§ Ejercicio breve 1: Determina cuántas líneas del listado contienen la cadena "screen" e indica únicamente ese número.

§ Fuente:
++++

“Era una noche igual a muchas otras (la del viernes 11 de junio de 1982). Había sido un día normal; un rato ellos nos habían bombardeado; otro rato algunas piezas de artillería nuestras les habían contestado. Esa noche el cielo estaba bastante cubierto, y había mucha niebla. En esos casos no se veía mucho más que a uno o dos metros de distancia. Yo no sé si fue por la desesperación que me agarró después pero creo que no se veía a uno o dos metros de distancia. A la derecha, a unos 20 metros, había infantes de marina, y a la izquierda otras posiciones de nuestra compañía. A las diez de la noche yo estaba de guardia. Hacía bastante frío. Bah, era todo igual a cualquiera de las noches anteriores.
El radar funcionaba con un grupo
electrógeno, pero como teníamos poca energía lo iban a encender recién a las
doce de la noche. Nadie imaginaba que a las diez y media de la noche nos iban
a atacar, y mucho menos en la forma en que lo hicieron, tan fulminante.
Estaba terminando de fumar un cigarrillo, bastante tranquilo; mi guardia estaba
por finalizar y ya lo tenía que ir a despertar a Gustavo para que me
reemplazara. La verdad que ya tenía ganas de volver a nuestro agujero. De
repente empecé a sentir algunas voces, a lo lejos y unos disparos, muy apagados,
como si fuera a mucha distancia de ahí. Los días anteriores ya se habían sentido
algunos disparos, a lo lejos; creo que venían de la zona del monte Kent.
Desperté a Gustavo y le dije: 'Escuchá, escuchá cuantas voces'. Pero él pensó
que era la voz de un suboficial que estaba dando algunas órdenes. 'Estás
confundido, Fabián, es una sola voz, ya estás escuchando fantasmas vos', me
dijo. Y al segundo nos quedamos los dos mudos. Las voces no hablaban en
castellano. Empezaron a convertirse en gritos, en muchos gritos, cada vez más y
más cerca. Ahora sí nos convencimos, hablaban en inglés. Lo despertamos a
Carlos, y empezamos a arrastrarnos los tres, intentando llegar hasta el cañón, y
esperando ver al cabo N para que nos diera alguna orden. Hicimos más o menos
cinco metros así, por el suelo, y ya no pudimos avanzar más. Empezaron a
pasarnos municiones trazantes por arriba de la cabeza, por los costados, por
todos lados. Estaban ahí nomás, un poco más abajo. Fue un instante de mucha
confusión. Yo escuchaba los tiros, y no podía darme cuenta si alguno de los
nuestros estaba tirando también, si les estaban respondiendo el fuego. Como
nosotros éramos encargados del cañón no teníamos buen armamento liviano. Se
suponía que íbamos a tener que usar el cañón y no armas livianas. Yo tenía una
PAM, una ametralladora chiquita, y uno de los chicos un fusil que no recuperaba
bien, funcionaba tiro a tiro. Esperábamos alguna orden, no sabíamos qué
hacer. Estábamos solos y ya teníamos una nube de balas sobre la cabeza. Nos
arrastramos otro poquito, y desde detrás de unas piedras empezamos a disparar
hacia donde veíamos que salían los fogonazos. Llegar al cañón era imposible; no
recibíamos órdenes, así que decidimos hacer lo que nos parecía mejor. Primero
empecé a disparar yo, con la PAM. Tiré dos ráfagas, orientándome como pude.

++++

§ Listado de datos:
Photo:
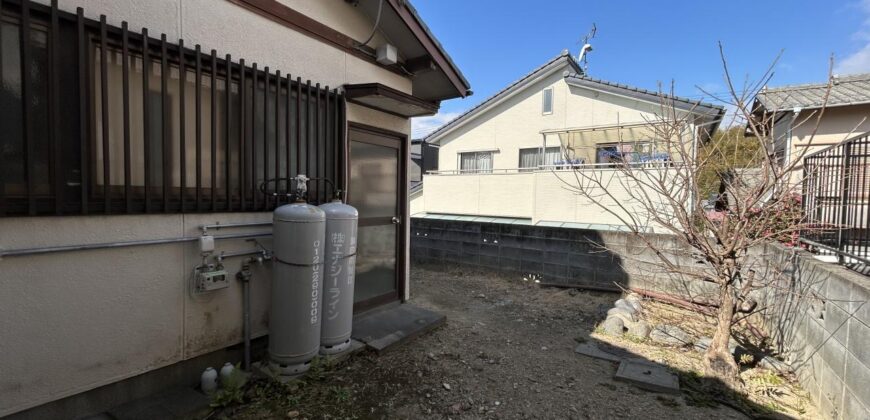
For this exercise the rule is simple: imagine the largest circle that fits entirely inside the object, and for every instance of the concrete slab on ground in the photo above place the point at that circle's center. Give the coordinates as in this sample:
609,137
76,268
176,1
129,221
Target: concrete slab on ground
175,403
649,377
386,327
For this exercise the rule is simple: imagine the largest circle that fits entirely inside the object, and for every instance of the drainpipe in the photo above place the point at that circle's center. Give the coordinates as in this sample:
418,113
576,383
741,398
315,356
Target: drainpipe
244,275
789,133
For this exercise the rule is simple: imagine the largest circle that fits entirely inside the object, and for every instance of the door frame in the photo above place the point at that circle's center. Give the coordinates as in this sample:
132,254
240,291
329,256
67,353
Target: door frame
392,139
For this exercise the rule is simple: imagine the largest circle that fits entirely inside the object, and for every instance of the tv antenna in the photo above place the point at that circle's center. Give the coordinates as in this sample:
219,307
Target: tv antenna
582,57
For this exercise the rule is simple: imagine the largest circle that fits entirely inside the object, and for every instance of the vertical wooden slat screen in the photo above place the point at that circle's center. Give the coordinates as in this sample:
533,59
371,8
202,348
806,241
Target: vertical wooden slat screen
146,117
265,131
182,128
242,149
227,120
83,109
92,156
198,111
2,175
125,69
277,134
253,141
164,125
213,155
53,70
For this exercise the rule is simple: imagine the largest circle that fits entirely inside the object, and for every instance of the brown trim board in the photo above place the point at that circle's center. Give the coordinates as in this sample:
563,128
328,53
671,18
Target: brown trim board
293,19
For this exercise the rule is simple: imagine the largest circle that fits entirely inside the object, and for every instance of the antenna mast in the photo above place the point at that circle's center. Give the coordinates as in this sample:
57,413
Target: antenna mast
586,48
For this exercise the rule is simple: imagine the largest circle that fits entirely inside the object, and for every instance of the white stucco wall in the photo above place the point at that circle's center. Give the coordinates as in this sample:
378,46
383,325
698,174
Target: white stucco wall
71,322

++++

§ Ejercicio breve 2:
Responde según el testimonio:
(a) ¿A qué hora iban a encender el radar?
(b) ¿Qué había a unos 20 metros a la derecha?
(c) ¿Qué arma tenía el narrador?

§ Respuesta completa 1: 2

§ Respuesta completa 2:
(a) A las doce de la noche.
(b) Infantes de marina.
(c) Una PAM, una ametralladora chiquita.